# Start of Input data

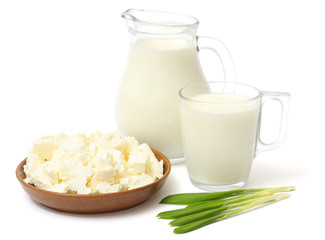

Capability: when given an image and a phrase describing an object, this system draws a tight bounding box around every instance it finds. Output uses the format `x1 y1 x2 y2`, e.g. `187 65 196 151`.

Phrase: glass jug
116 9 235 163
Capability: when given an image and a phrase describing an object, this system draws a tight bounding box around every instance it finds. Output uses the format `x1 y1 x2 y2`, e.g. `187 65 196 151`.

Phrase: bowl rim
16 148 171 198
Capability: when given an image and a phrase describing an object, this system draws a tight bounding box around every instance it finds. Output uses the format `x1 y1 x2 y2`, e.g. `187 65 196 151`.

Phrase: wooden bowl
16 149 171 214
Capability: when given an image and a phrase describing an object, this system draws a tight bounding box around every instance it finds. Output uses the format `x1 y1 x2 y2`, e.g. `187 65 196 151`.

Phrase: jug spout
122 9 199 36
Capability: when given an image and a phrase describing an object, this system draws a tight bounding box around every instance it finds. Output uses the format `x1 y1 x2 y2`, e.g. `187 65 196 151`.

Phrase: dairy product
181 93 259 185
116 39 204 159
24 131 163 194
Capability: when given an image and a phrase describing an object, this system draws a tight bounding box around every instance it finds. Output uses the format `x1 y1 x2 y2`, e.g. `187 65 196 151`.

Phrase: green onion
160 188 267 205
174 193 290 233
157 186 295 233
157 191 272 219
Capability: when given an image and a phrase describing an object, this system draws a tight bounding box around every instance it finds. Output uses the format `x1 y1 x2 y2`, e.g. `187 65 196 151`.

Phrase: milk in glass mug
179 82 290 191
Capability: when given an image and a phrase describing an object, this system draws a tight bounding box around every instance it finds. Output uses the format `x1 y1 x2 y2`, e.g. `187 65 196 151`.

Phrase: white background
0 0 325 239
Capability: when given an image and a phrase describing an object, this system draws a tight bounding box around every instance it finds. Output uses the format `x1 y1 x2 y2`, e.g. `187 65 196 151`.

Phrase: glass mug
179 82 290 191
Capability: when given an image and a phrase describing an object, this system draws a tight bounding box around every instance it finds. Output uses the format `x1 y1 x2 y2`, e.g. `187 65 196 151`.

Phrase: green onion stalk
157 186 295 233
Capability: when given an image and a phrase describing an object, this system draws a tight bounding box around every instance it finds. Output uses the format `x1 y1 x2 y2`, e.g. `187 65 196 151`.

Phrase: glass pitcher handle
197 36 237 82
255 92 290 156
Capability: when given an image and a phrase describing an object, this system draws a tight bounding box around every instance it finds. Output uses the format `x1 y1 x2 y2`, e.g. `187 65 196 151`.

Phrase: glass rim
178 81 262 105
121 8 199 35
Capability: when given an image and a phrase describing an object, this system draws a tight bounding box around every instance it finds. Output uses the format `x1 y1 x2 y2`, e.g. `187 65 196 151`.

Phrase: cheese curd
24 131 163 194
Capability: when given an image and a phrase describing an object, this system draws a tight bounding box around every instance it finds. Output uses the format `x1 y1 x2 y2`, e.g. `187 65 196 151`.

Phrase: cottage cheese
24 131 163 194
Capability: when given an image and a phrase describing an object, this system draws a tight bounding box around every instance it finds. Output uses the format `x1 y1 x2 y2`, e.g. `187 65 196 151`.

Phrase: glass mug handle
196 36 237 82
255 91 290 156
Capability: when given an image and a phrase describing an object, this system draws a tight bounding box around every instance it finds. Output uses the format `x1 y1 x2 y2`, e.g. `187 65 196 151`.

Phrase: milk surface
116 39 204 158
181 93 259 186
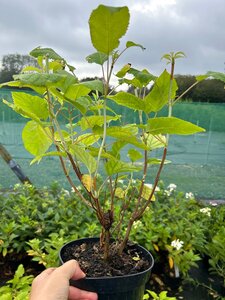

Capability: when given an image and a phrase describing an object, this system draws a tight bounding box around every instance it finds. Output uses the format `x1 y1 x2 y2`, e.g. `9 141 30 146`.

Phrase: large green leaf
89 5 130 55
86 52 108 66
148 117 205 135
12 92 49 120
144 70 177 112
105 158 142 176
82 80 103 94
96 126 147 150
22 121 52 156
13 73 66 87
0 81 45 95
69 145 97 174
109 92 145 111
143 133 166 151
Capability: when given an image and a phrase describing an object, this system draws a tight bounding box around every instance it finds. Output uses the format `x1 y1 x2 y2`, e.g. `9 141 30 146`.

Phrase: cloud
0 0 225 77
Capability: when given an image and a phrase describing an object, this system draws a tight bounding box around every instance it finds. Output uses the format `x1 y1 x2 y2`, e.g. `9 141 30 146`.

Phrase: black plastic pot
59 238 154 300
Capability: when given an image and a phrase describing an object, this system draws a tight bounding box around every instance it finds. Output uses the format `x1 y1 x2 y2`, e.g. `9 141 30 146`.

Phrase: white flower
171 239 184 250
209 201 218 206
200 207 211 217
117 179 124 184
144 183 160 192
167 183 177 192
185 192 194 199
62 189 70 196
164 190 171 197
133 220 142 229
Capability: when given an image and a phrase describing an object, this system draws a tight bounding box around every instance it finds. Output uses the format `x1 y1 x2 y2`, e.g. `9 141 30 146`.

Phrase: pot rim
59 237 154 281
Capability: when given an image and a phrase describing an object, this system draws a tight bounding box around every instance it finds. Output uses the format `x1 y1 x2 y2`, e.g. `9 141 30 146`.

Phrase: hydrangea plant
0 5 204 259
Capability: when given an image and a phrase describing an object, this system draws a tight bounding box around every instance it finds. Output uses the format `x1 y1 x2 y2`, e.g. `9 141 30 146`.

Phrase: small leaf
207 71 225 82
141 185 155 201
30 47 63 60
144 70 178 113
81 174 94 192
148 117 205 135
12 92 49 120
82 80 103 94
153 244 159 252
168 256 174 269
116 63 131 78
13 73 65 87
105 158 142 176
89 5 130 55
86 52 108 66
22 121 52 156
128 149 143 162
78 116 119 130
65 83 91 100
109 92 145 111
126 41 146 50
70 145 97 174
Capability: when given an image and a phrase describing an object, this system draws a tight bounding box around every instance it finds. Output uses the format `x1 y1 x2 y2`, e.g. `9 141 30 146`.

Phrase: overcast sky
0 0 225 78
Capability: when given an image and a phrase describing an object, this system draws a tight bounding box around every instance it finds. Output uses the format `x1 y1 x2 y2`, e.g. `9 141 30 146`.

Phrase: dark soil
62 242 150 277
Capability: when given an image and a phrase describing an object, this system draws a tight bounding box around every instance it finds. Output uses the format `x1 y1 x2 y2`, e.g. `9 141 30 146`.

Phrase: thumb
56 259 85 280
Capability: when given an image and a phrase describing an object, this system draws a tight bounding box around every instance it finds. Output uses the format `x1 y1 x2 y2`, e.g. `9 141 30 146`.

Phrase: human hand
30 260 98 300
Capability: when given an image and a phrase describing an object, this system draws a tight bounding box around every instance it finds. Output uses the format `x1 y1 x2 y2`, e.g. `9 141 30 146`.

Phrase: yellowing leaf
153 244 159 252
81 174 94 192
168 256 174 269
141 185 155 201
115 187 125 199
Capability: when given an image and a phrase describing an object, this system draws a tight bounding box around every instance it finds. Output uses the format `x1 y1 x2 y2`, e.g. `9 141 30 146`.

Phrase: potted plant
0 5 207 300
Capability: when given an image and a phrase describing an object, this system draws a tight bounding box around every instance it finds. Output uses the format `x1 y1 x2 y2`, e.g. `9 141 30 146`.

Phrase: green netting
0 89 225 199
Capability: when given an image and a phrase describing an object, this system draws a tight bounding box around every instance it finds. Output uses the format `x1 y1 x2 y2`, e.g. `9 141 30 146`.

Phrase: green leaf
89 5 130 55
147 117 205 135
207 71 225 82
82 80 103 94
69 145 97 174
22 121 52 156
143 133 166 151
128 149 143 162
21 66 41 73
128 68 156 86
30 47 63 60
109 92 145 111
126 41 146 50
116 63 131 78
86 52 108 66
12 92 49 120
78 116 119 130
100 126 147 150
0 81 45 95
76 133 100 147
144 70 178 113
71 96 91 115
13 73 66 87
195 75 209 82
105 158 142 176
65 83 91 100
30 151 66 165
147 158 171 165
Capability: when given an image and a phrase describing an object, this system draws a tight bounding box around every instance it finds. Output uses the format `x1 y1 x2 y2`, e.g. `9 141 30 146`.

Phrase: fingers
68 286 98 300
55 259 85 280
33 268 56 282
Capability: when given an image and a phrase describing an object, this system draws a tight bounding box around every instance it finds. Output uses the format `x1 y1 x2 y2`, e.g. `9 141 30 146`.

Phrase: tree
0 54 37 83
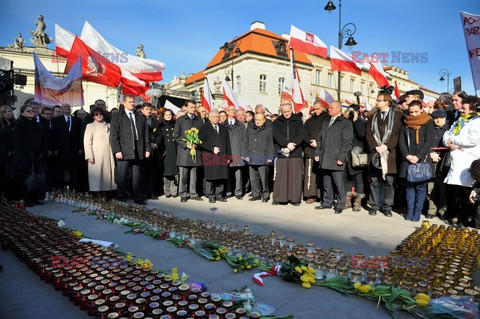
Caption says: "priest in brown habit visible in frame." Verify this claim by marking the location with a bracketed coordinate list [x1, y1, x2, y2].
[272, 102, 304, 206]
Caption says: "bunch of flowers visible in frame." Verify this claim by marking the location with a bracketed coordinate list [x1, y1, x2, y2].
[183, 127, 202, 162]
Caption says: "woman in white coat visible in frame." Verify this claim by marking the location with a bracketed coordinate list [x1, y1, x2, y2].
[83, 107, 117, 198]
[443, 96, 480, 224]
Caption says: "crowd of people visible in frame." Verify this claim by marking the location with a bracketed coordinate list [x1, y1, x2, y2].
[0, 90, 480, 228]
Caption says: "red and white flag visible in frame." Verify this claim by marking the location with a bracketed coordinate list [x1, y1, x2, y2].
[55, 24, 75, 57]
[292, 66, 308, 113]
[368, 61, 390, 87]
[201, 78, 213, 112]
[222, 79, 239, 110]
[290, 25, 328, 58]
[33, 52, 85, 106]
[80, 21, 165, 82]
[317, 88, 335, 108]
[65, 37, 122, 87]
[330, 46, 365, 75]
[394, 81, 400, 101]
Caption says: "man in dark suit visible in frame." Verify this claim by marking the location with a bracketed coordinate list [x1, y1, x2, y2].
[315, 101, 353, 214]
[110, 94, 151, 205]
[173, 100, 203, 203]
[199, 110, 231, 203]
[52, 103, 83, 190]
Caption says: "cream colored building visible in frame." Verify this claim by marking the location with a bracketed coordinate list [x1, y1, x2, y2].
[166, 21, 438, 112]
[0, 47, 118, 110]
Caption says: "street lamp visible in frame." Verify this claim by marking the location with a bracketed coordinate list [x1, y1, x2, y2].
[438, 69, 450, 92]
[324, 0, 357, 101]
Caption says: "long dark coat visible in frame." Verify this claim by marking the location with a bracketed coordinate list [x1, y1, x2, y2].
[242, 122, 276, 165]
[9, 115, 48, 177]
[398, 120, 435, 177]
[273, 114, 305, 158]
[315, 115, 353, 171]
[173, 114, 203, 166]
[366, 107, 405, 175]
[51, 115, 83, 164]
[303, 112, 330, 158]
[199, 123, 232, 181]
[110, 109, 151, 160]
[160, 120, 178, 176]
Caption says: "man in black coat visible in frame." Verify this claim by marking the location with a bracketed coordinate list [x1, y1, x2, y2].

# End of Input data

● **Exercise prompt**
Echo the rows above word for word, from their beginning through the line containing "116 9 235 163", with both ends included. Leave the pictures out of your reply.

● **Worked solution**
Capability: when given an image and a phrase describing an object, this system draws a tight bounding box around every instance it finds. Output uses the format `x1 y1 x2 y2`, e.g. `187 65 196 151`.

Phrase: glass jug
116 9 235 163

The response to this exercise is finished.